** ENTRIES PROVIDED **
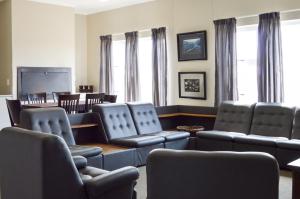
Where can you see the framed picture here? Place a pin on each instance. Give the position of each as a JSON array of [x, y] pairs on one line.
[[192, 46], [192, 85]]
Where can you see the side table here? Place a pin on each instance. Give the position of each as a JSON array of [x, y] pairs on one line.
[[191, 129], [295, 166]]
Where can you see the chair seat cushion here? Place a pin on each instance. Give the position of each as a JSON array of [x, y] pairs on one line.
[[138, 140], [85, 151], [259, 140], [219, 135], [293, 144], [172, 135]]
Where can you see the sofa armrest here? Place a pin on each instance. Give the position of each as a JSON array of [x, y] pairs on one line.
[[110, 181]]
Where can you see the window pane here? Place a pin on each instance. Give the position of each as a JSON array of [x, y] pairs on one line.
[[118, 67], [291, 62], [145, 68], [247, 62]]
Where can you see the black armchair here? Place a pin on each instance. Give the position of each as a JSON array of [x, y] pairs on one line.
[[40, 166]]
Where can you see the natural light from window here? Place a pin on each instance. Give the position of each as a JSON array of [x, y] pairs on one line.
[[145, 69], [291, 61], [247, 62]]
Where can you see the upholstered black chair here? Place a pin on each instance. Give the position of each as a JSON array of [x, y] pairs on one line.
[[211, 175], [39, 166], [55, 121], [14, 108]]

** DIRECTIONS FOR THIS TASK **
Could you copy every line above word for word, leaving the pictures out?

** TASK RESPONSE **
Where can you see the framed picture here? Place a pin on each instance. Give the position of each as a JSON array of [x, y] pairs on one line.
[[192, 46], [192, 85]]
Where can you see the side table here? Place a pin on each instance. Give the position of each as a JSON array of [x, y] pairs on one line.
[[191, 129], [295, 166]]
Where can you see the chair seat cushion here? Place a pin on each instance. Give the position of each as a JSON array of [x, y] pairs on one line.
[[138, 140], [85, 151], [259, 140], [219, 135], [293, 144], [172, 135]]
Where can you see the sofa armrest here? Place a pin on each instance. Give the position of each as a JSON array of [x, y] pairs on one line.
[[110, 181]]
Where can you see the window pane here? Place a pin on each instance. Give the position of each as a JSON array of [x, y] pairs on one line.
[[118, 67], [291, 62], [145, 68], [247, 62]]
Where can you see the black armchair here? Place a pin on each instance. Give the position of each as a JSON array of [x, y] pairs on one line.
[[40, 166]]
Where can you see the natural light from window here? Place a pin on each instance. Give the position of each as a JSON array of [x, y] pairs on one line.
[[145, 69], [291, 61], [247, 62]]
Where can you see the upholstered black chair here? Place a pin on each instance. Give the position of each as a JSON array of [x, y] pairs on one line.
[[211, 175], [39, 166], [55, 121], [14, 108]]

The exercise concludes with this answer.